#### GIVEN PROBLEM
Locate each line in the rows below that contains the string "launch" and copy those lines. Matching is case-sensitive.
----- DATASET RECORDS -----
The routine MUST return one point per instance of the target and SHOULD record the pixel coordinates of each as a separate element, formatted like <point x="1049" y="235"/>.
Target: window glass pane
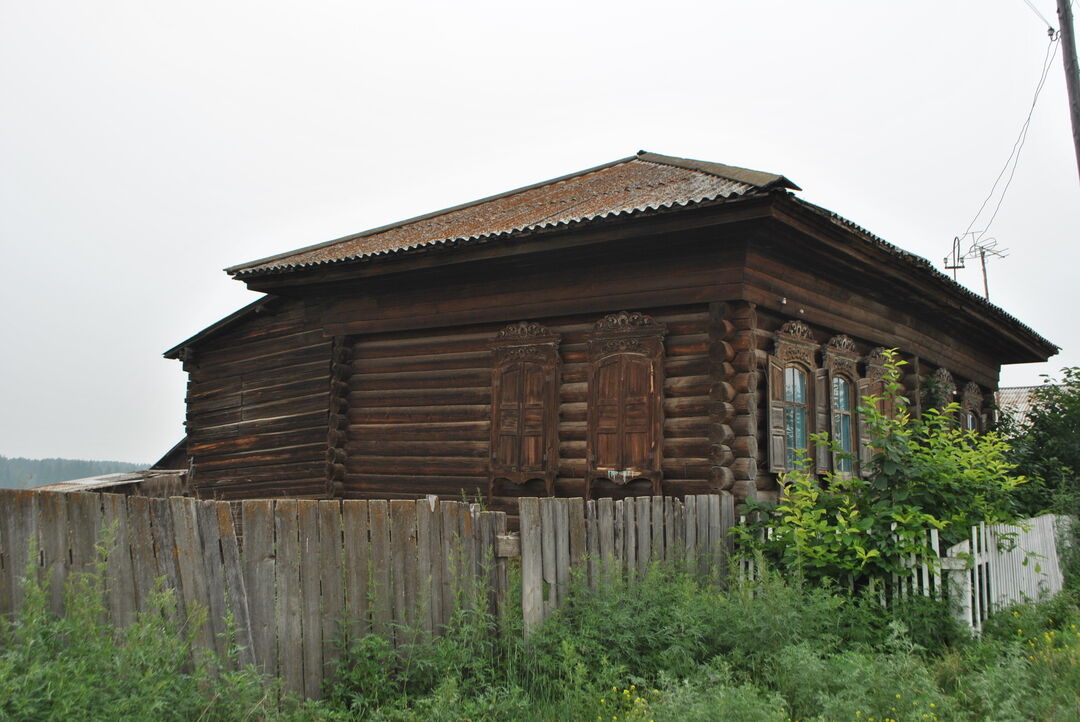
<point x="795" y="385"/>
<point x="841" y="422"/>
<point x="841" y="394"/>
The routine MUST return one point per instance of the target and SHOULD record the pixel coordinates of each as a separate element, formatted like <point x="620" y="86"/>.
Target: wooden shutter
<point x="508" y="422"/>
<point x="531" y="441"/>
<point x="778" y="438"/>
<point x="636" y="430"/>
<point x="524" y="405"/>
<point x="625" y="403"/>
<point x="822" y="406"/>
<point x="608" y="413"/>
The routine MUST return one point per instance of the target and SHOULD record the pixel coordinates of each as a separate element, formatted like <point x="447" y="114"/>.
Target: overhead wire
<point x="1013" y="159"/>
<point x="1036" y="11"/>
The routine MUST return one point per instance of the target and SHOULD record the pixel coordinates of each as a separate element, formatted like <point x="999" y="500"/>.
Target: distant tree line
<point x="22" y="473"/>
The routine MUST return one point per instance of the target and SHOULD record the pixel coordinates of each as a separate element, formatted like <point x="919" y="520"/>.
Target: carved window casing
<point x="971" y="405"/>
<point x="625" y="400"/>
<point x="524" y="406"/>
<point x="845" y="422"/>
<point x="795" y="385"/>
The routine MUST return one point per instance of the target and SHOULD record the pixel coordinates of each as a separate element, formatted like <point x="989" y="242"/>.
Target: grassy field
<point x="662" y="649"/>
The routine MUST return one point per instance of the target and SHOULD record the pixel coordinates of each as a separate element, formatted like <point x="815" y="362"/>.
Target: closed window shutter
<point x="778" y="443"/>
<point x="508" y="419"/>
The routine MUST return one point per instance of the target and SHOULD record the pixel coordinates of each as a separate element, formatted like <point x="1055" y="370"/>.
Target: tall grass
<point x="663" y="648"/>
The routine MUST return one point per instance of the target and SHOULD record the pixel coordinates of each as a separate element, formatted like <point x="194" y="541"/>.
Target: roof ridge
<point x="761" y="179"/>
<point x="232" y="270"/>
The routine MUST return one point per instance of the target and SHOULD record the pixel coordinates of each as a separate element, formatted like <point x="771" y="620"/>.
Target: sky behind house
<point x="147" y="145"/>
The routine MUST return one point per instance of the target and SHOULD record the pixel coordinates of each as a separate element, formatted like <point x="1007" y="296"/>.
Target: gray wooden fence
<point x="301" y="570"/>
<point x="602" y="540"/>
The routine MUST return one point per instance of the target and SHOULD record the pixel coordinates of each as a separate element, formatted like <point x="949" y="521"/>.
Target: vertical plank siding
<point x="305" y="573"/>
<point x="257" y="408"/>
<point x="308" y="572"/>
<point x="605" y="540"/>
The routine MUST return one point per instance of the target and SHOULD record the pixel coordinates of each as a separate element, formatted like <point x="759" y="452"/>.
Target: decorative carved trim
<point x="841" y="342"/>
<point x="628" y="321"/>
<point x="795" y="343"/>
<point x="634" y="336"/>
<point x="946" y="383"/>
<point x="841" y="356"/>
<point x="798" y="329"/>
<point x="523" y="330"/>
<point x="787" y="352"/>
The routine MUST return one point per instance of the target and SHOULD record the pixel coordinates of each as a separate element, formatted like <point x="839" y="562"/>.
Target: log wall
<point x="257" y="399"/>
<point x="420" y="406"/>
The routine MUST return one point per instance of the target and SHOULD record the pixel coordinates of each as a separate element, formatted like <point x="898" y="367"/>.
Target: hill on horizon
<point x="18" y="473"/>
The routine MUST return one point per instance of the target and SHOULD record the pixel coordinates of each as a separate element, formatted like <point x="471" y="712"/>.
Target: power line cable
<point x="1036" y="11"/>
<point x="1017" y="146"/>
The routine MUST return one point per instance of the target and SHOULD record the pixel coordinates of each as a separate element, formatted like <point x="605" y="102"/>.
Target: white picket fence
<point x="999" y="566"/>
<point x="1002" y="564"/>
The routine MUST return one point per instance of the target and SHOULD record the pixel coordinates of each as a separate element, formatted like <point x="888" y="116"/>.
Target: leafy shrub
<point x="926" y="474"/>
<point x="78" y="666"/>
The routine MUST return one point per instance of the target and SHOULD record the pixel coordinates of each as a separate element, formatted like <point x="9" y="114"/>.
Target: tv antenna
<point x="981" y="247"/>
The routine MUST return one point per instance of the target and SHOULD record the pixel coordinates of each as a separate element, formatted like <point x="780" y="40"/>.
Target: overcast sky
<point x="145" y="146"/>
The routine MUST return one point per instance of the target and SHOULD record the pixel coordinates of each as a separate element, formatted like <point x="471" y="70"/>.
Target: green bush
<point x="926" y="474"/>
<point x="78" y="666"/>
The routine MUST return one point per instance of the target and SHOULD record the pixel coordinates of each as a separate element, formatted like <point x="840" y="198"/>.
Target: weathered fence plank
<point x="144" y="561"/>
<point x="259" y="581"/>
<point x="354" y="525"/>
<point x="119" y="580"/>
<point x="307" y="513"/>
<point x="189" y="561"/>
<point x="235" y="589"/>
<point x="331" y="570"/>
<point x="53" y="541"/>
<point x="532" y="610"/>
<point x="287" y="574"/>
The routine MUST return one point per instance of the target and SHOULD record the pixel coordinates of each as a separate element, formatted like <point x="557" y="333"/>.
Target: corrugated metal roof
<point x="927" y="267"/>
<point x="1016" y="402"/>
<point x="640" y="182"/>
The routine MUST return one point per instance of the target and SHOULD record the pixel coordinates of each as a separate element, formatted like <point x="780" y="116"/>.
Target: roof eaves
<point x="253" y="308"/>
<point x="513" y="233"/>
<point x="235" y="270"/>
<point x="925" y="266"/>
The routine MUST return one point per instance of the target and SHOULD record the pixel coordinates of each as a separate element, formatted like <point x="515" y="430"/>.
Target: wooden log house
<point x="650" y="325"/>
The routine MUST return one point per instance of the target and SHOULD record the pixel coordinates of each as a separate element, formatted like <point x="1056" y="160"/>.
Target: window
<point x="794" y="383"/>
<point x="844" y="410"/>
<point x="625" y="400"/>
<point x="795" y="412"/>
<point x="971" y="402"/>
<point x="524" y="406"/>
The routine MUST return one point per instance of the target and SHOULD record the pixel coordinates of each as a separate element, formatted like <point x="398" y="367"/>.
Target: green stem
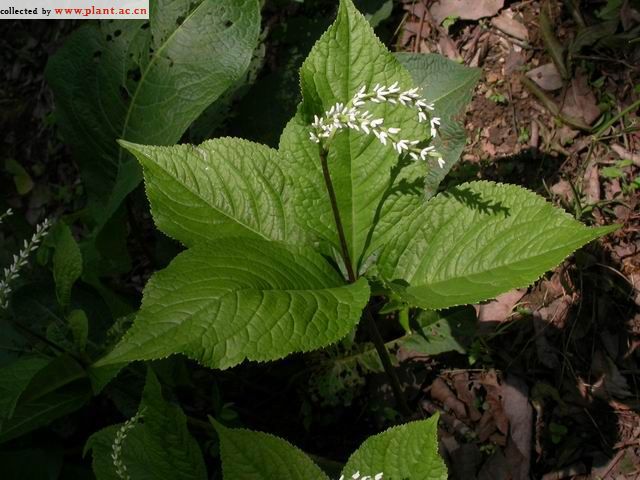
<point x="336" y="216"/>
<point x="634" y="106"/>
<point x="378" y="342"/>
<point x="383" y="353"/>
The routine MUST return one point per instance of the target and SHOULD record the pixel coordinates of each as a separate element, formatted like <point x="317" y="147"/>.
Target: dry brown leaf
<point x="591" y="184"/>
<point x="495" y="468"/>
<point x="461" y="383"/>
<point x="580" y="102"/>
<point x="447" y="48"/>
<point x="506" y="23"/>
<point x="546" y="77"/>
<point x="611" y="383"/>
<point x="486" y="426"/>
<point x="441" y="392"/>
<point x="513" y="62"/>
<point x="498" y="310"/>
<point x="515" y="401"/>
<point x="465" y="9"/>
<point x="563" y="190"/>
<point x="494" y="390"/>
<point x="625" y="154"/>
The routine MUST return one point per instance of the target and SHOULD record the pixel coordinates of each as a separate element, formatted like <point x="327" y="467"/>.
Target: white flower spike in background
<point x="349" y="115"/>
<point x="12" y="272"/>
<point x="356" y="476"/>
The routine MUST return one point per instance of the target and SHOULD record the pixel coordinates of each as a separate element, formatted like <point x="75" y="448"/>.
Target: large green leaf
<point x="160" y="447"/>
<point x="239" y="298"/>
<point x="437" y="332"/>
<point x="449" y="86"/>
<point x="249" y="455"/>
<point x="56" y="390"/>
<point x="14" y="379"/>
<point x="476" y="241"/>
<point x="224" y="187"/>
<point x="145" y="81"/>
<point x="347" y="57"/>
<point x="67" y="264"/>
<point x="406" y="451"/>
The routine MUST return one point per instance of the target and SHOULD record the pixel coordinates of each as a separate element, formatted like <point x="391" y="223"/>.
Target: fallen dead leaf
<point x="464" y="9"/>
<point x="546" y="77"/>
<point x="580" y="102"/>
<point x="448" y="48"/>
<point x="591" y="184"/>
<point x="515" y="401"/>
<point x="625" y="154"/>
<point x="461" y="383"/>
<point x="498" y="310"/>
<point x="506" y="23"/>
<point x="513" y="62"/>
<point x="611" y="383"/>
<point x="441" y="392"/>
<point x="563" y="190"/>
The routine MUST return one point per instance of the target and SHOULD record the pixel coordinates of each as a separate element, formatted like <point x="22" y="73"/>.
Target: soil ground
<point x="549" y="388"/>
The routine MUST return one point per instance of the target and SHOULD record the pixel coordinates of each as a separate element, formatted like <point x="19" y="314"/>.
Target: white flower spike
<point x="341" y="116"/>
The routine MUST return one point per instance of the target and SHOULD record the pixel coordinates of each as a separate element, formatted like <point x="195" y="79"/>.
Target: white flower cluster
<point x="20" y="260"/>
<point x="341" y="116"/>
<point x="356" y="476"/>
<point x="6" y="214"/>
<point x="116" y="447"/>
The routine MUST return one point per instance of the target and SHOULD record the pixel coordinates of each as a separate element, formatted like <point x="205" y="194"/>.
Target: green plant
<point x="286" y="250"/>
<point x="283" y="244"/>
<point x="142" y="81"/>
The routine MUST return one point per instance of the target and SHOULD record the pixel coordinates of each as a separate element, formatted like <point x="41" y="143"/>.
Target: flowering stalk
<point x="356" y="476"/>
<point x="116" y="447"/>
<point x="20" y="260"/>
<point x="350" y="116"/>
<point x="6" y="214"/>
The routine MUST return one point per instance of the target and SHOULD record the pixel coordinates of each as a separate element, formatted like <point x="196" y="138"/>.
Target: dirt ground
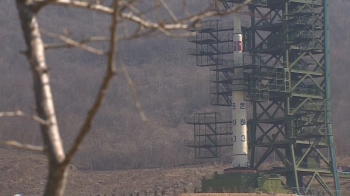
<point x="22" y="172"/>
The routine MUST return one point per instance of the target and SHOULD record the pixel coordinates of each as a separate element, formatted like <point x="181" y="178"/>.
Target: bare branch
<point x="83" y="41"/>
<point x="182" y="24"/>
<point x="111" y="70"/>
<point x="22" y="114"/>
<point x="24" y="146"/>
<point x="84" y="4"/>
<point x="133" y="89"/>
<point x="166" y="7"/>
<point x="73" y="43"/>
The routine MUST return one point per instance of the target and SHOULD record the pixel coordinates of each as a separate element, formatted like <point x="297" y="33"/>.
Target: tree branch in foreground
<point x="24" y="146"/>
<point x="111" y="70"/>
<point x="22" y="114"/>
<point x="73" y="43"/>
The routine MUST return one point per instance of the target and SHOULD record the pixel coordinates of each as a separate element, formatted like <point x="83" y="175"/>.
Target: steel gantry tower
<point x="286" y="80"/>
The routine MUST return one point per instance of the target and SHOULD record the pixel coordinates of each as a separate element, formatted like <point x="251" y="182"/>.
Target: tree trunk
<point x="44" y="101"/>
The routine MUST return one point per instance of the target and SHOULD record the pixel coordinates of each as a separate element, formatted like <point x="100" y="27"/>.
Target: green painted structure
<point x="286" y="74"/>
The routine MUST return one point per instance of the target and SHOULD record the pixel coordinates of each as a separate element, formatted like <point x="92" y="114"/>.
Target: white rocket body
<point x="239" y="108"/>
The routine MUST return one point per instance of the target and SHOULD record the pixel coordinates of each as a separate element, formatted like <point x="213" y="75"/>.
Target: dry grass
<point x="26" y="173"/>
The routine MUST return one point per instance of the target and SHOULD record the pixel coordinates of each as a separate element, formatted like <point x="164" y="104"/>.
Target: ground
<point x="24" y="172"/>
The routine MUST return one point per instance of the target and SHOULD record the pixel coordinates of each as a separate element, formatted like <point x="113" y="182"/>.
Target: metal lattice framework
<point x="287" y="82"/>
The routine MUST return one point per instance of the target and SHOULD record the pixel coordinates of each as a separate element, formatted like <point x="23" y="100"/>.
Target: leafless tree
<point x="128" y="21"/>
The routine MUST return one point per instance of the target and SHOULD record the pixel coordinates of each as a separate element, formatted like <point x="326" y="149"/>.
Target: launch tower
<point x="277" y="69"/>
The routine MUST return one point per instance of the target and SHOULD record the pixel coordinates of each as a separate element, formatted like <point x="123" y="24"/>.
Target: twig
<point x="24" y="146"/>
<point x="22" y="114"/>
<point x="73" y="43"/>
<point x="166" y="7"/>
<point x="111" y="70"/>
<point x="182" y="24"/>
<point x="83" y="41"/>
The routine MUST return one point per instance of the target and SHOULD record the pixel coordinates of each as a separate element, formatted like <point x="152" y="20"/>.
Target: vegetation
<point x="170" y="88"/>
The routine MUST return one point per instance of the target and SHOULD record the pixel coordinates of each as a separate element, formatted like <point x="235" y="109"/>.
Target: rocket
<point x="239" y="108"/>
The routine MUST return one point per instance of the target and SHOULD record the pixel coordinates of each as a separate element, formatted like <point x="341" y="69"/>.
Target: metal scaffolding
<point x="286" y="79"/>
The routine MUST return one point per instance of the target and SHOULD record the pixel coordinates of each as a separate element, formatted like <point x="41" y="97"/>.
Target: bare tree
<point x="129" y="20"/>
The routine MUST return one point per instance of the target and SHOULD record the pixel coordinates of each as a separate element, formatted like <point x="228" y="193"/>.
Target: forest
<point x="169" y="84"/>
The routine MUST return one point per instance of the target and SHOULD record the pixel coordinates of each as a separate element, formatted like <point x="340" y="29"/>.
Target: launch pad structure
<point x="284" y="76"/>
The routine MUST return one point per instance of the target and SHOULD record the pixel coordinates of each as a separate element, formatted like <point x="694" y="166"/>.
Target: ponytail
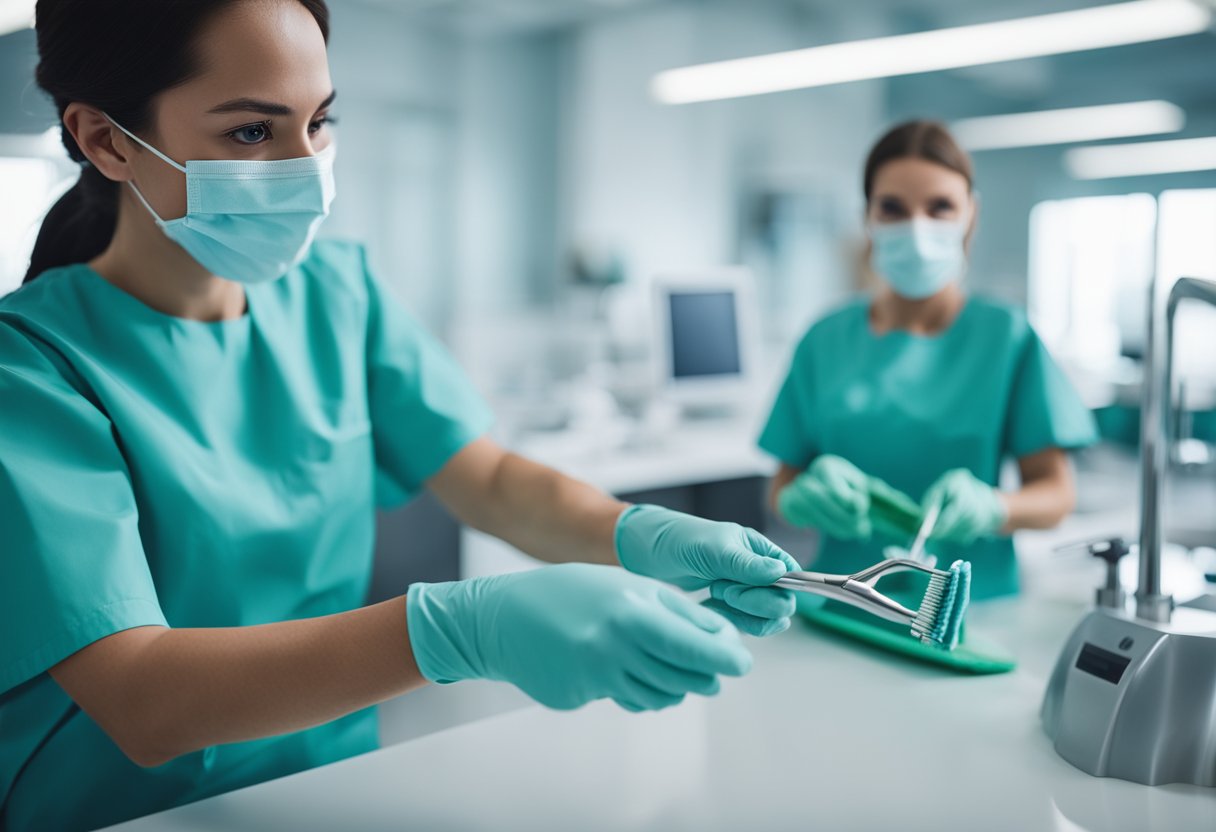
<point x="79" y="226"/>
-----
#### SOLVED EXERCISE
Target: launch tower
Target: launch pad structure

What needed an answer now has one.